Work request =>
Output each record below exactly, and include all of them.
____
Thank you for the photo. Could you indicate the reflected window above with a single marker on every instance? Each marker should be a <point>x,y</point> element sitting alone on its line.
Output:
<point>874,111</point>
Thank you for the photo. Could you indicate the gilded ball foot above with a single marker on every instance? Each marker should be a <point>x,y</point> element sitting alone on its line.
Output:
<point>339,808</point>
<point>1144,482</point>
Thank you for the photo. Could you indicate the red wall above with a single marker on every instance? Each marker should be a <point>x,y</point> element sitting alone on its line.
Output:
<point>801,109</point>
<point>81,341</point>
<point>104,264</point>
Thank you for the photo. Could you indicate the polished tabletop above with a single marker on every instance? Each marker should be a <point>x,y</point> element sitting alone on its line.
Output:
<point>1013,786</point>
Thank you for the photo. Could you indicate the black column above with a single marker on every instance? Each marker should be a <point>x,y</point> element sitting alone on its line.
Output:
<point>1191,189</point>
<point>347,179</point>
____
Solution below =>
Thank you for the photo. Could you indicate the reflected window above with a single marker on every instance? Each marker should be a <point>x,y</point> element sitting alone on its line.
Output:
<point>874,111</point>
Thank you for the photo. Could you indicate the gilded ball foot above with a single marker on every instance? Each marker should be a <point>x,y</point> element sitting alone on its line.
Output:
<point>339,808</point>
<point>1144,482</point>
Thank you for the photo. Could you indicate the red wall above with a single marker on every instance? Each marker should be a <point>x,y</point> element sitting alone on its line.
Output:
<point>801,109</point>
<point>81,341</point>
<point>104,264</point>
Thank you for the photo. Could you indicate the polished tabletop above with a single marker on every instance? Each marker should be a <point>x,y</point> element sitting alone on its line.
Output:
<point>1013,786</point>
Thank you for the photo. Could you indicate the black column above with a single marker on every instance? Each marker should be a <point>x,y</point> element sitting alone on its line.
Output:
<point>1191,189</point>
<point>347,179</point>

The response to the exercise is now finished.